| Source passage |

My personal relationship to popular politics far precedes my scholarly engagement with Cultural Studies proper. I was born during the waning years of Pinochet’s regime in Chile, and my parents moved us away from the country shortly before the return of formal democracy. While they didn’t take as many open risks as some of their friends, both of them were active in their opposition to the regime at the time, and like all Chileans who lived through that period, their lives and ongoing behavior have been shaped by the cultural traumas of state terror. Much of the damage done to Chile’s social body during the dictatorship hinged on the regime’s concerted efforts to incapacitate popular collective political action — damage we can likewise now see in the United States, though it occurred very differently here. In Chile during the 1970s and 80s this was done most visibly and notoriously through violent political repression, but also insidiously through neoliberal policies that sought to disintegrate any and all institutional frameworks that fell outside of (or subverted) governmental or business hierarchies. My mother, Walescka Pino-Ojeda, has for her part dedicated most of her academic career to analyzing this very phenomena and its aftermath.

In the years since the re-establishment of formal democracy, Chile has often been hailed as a success story both for its implementation of neoliberal state structures, and later its creation of governmental policies seeking truth and reconciliation for past atrocities by the junta. This was an uneasy compromise; a kind of Third Way liberalism for the traumatized. The inherent structural contradiction of these two processes (attempting to create social unity within mechanisms that were created in part to paralyze the populace away from social-political action) came to a head with an outbreak anti-neoliberal popular protests in the 2010s. These waves of (still ongoing) activism were, at the time, novel in their ability to both mobilize a critical mass of Chileans from across the demographic spectrum, as well as successfully occupy and negotiate public spaces and forums. Perhaps predictably, these have largely been led by the first generations of Chileans to be raised outside the bounds of active state terrorism.

I see my own work as an academic now as an extension of the cultural activism and critical subaltern memory-keeping that these waves of direct political action both correspond with and contribute to. This work shares a direct continuity with the cultural production, scholarship, and political action undertaken by several interconnected underground networks during the dictatorship. These networks were themselves also largely transnational, fueled both ideologically by de-colonial Tricontinentalism, and tactically by the broader lived realities of the CIA-backed dictatorships and US-sponsored state terror that was ongoing in Latin America during the 1970s and 80s.

| Task instructions |
According to the passage on Chile, when was the writer born? The items that come next are separate material, unrelated to the passage on Chile.

[Free-text descriptions of objects]
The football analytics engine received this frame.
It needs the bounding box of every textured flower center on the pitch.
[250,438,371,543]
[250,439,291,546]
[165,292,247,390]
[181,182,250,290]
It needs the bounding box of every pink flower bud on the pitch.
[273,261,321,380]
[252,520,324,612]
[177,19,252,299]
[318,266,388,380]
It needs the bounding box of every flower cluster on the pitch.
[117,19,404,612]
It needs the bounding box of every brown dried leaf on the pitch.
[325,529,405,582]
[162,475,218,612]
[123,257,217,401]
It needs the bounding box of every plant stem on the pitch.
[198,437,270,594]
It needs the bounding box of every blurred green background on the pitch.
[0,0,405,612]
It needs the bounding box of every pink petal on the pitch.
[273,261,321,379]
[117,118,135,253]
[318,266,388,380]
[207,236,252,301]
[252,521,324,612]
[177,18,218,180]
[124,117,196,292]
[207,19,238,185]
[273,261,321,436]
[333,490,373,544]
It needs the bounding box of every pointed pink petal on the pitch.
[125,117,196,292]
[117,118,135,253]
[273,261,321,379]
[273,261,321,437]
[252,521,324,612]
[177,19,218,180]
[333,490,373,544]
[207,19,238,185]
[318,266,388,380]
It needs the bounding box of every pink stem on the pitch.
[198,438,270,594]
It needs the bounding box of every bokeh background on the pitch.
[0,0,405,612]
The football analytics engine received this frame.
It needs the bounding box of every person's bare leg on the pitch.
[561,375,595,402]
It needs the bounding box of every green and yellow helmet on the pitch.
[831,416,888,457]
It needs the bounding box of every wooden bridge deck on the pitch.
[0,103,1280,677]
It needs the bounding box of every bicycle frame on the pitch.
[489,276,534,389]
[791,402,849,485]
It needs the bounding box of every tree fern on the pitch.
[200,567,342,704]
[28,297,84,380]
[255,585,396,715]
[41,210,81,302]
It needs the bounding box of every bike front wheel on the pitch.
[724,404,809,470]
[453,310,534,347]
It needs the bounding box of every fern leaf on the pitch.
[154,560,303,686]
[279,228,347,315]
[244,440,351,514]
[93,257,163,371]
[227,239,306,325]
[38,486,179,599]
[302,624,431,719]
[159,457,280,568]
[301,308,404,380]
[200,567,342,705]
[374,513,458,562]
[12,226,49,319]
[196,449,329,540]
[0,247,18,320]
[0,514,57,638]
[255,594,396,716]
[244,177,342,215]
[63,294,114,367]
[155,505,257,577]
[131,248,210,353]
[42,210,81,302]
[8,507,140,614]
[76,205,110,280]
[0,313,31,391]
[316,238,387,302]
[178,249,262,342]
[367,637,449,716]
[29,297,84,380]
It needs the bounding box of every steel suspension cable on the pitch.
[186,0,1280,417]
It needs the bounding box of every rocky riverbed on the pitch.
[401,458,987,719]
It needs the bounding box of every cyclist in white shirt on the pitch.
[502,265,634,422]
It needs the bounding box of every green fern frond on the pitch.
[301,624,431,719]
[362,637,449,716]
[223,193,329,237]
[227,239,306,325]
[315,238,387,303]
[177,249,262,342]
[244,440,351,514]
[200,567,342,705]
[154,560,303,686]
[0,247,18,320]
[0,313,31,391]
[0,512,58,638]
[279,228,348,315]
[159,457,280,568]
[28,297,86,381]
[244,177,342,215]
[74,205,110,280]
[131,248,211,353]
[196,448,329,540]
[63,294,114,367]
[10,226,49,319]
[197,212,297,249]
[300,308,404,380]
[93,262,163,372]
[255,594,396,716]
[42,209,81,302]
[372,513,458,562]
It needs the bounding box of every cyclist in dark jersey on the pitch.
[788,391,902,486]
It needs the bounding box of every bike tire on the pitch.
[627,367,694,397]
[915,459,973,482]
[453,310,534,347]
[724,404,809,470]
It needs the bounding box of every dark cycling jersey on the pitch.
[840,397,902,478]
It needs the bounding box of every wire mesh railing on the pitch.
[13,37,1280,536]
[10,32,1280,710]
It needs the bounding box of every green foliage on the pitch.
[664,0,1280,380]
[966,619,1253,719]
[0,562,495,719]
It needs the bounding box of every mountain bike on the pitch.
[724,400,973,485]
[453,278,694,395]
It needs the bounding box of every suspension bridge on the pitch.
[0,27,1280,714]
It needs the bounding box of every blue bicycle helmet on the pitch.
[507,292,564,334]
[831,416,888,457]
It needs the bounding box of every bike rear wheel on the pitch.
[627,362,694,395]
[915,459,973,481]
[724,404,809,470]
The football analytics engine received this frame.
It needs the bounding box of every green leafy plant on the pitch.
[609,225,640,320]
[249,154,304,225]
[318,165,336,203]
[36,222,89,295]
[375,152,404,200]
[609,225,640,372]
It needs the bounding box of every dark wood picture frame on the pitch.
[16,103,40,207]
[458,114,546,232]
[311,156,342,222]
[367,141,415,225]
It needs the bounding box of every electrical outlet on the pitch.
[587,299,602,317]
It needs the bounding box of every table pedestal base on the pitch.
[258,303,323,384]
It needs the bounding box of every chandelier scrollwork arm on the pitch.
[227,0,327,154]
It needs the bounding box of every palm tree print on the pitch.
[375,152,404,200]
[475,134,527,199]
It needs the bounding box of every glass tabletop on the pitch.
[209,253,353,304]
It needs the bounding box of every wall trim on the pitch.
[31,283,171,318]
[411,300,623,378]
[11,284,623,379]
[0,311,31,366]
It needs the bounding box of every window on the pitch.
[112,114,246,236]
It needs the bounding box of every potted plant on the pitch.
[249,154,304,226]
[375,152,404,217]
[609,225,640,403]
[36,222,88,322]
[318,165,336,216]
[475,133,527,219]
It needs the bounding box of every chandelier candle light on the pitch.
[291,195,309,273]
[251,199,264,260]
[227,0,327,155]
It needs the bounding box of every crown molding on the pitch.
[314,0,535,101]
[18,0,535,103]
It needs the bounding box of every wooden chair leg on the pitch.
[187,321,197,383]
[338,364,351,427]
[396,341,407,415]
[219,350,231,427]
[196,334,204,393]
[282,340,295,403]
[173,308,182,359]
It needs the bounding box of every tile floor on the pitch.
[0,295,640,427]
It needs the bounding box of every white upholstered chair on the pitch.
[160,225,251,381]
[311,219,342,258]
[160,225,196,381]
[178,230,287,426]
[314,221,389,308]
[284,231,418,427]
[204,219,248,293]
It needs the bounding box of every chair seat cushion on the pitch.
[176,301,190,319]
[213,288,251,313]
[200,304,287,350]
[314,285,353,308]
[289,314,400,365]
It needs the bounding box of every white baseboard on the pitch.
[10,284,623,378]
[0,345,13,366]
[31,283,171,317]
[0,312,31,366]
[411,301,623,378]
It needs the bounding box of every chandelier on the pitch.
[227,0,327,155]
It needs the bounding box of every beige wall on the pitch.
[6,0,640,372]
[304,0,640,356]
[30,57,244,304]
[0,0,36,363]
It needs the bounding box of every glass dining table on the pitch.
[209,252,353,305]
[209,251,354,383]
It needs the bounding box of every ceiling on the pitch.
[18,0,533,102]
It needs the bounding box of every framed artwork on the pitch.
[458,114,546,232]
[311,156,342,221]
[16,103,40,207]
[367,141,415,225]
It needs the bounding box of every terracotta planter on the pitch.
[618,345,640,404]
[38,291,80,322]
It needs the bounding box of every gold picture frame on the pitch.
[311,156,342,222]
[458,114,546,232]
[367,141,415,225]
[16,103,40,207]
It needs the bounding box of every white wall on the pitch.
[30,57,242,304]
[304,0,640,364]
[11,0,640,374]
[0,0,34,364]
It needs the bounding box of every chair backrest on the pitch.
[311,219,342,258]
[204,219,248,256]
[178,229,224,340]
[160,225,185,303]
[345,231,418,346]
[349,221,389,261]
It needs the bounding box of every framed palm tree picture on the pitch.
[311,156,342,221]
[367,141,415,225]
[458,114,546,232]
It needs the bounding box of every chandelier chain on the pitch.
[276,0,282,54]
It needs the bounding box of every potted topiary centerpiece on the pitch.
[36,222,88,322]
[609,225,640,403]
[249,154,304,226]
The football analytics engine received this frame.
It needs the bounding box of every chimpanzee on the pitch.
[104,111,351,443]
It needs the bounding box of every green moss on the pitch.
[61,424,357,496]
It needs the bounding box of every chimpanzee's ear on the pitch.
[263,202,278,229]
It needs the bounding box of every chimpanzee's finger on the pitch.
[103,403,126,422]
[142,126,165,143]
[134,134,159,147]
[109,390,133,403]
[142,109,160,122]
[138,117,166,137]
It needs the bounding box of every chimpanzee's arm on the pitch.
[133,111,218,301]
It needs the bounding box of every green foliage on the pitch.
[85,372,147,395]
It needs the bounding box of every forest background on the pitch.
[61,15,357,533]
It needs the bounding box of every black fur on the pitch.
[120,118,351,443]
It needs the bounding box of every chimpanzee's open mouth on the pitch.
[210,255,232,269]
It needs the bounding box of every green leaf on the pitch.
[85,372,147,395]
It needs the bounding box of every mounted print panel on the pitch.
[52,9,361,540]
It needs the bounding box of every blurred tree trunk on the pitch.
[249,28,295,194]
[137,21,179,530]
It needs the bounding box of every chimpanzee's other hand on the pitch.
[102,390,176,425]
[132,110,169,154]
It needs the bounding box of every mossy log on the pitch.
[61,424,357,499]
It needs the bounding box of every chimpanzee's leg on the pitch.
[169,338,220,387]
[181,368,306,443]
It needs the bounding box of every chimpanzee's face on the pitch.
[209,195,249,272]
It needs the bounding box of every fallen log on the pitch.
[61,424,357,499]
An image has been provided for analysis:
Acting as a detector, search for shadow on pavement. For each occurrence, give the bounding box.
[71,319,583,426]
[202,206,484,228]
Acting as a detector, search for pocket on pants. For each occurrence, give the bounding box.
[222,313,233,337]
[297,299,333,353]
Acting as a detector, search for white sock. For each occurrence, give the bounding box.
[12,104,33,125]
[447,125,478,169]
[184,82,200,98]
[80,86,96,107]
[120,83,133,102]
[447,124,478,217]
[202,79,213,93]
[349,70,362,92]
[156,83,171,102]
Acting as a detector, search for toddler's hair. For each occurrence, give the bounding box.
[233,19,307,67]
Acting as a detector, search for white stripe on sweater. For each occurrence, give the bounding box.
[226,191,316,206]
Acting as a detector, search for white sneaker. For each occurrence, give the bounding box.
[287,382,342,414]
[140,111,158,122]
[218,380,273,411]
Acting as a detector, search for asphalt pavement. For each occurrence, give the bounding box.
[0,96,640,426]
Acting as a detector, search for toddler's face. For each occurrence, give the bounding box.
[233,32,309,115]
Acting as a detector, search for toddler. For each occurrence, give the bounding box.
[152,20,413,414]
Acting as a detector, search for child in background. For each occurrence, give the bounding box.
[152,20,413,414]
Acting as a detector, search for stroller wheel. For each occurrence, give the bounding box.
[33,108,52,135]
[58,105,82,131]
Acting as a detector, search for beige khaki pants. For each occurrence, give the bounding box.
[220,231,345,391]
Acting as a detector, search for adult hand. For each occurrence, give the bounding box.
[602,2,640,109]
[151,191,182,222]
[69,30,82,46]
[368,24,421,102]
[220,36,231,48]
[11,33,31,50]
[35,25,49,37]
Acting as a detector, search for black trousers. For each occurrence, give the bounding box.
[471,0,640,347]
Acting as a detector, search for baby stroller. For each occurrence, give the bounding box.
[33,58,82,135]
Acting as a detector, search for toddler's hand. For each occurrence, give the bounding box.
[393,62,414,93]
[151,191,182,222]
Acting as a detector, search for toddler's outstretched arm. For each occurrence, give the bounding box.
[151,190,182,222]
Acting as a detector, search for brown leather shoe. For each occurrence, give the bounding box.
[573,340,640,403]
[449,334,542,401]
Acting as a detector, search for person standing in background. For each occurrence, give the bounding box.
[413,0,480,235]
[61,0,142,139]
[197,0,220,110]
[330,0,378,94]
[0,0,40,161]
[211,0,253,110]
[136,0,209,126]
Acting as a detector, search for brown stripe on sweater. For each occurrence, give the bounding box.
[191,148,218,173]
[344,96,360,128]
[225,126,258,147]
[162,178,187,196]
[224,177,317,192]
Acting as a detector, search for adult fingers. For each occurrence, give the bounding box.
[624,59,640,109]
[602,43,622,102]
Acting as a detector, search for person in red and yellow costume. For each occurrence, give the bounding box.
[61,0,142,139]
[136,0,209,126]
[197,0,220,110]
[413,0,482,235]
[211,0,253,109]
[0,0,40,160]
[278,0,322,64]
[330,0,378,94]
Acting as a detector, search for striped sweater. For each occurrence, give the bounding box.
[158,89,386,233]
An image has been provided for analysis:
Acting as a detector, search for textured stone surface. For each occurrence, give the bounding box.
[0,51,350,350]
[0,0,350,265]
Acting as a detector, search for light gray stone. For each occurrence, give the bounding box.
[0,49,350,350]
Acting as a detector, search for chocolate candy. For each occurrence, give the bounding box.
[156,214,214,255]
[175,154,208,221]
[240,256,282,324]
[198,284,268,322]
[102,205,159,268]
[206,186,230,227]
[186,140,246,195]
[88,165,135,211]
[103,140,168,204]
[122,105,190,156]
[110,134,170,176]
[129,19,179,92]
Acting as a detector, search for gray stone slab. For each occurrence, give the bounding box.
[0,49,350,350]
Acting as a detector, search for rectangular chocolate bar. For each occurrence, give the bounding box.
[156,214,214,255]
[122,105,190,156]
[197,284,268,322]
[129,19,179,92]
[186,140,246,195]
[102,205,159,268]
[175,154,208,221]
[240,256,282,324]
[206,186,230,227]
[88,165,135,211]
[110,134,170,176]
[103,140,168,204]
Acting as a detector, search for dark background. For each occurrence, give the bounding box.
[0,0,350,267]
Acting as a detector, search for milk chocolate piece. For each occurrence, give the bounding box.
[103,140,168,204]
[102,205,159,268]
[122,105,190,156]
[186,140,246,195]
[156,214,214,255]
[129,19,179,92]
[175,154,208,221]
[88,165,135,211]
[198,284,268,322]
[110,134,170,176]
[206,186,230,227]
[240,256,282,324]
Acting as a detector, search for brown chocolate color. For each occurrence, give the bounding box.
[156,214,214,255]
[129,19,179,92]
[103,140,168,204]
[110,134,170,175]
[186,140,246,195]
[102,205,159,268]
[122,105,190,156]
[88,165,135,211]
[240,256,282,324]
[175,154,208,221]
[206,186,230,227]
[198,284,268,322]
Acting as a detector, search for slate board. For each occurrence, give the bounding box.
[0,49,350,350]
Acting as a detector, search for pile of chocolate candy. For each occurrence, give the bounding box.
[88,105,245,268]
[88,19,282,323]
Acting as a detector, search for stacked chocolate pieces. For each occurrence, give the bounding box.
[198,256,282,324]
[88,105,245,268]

| Response to the task |
During the waning years of Pinochet's regime in Chile.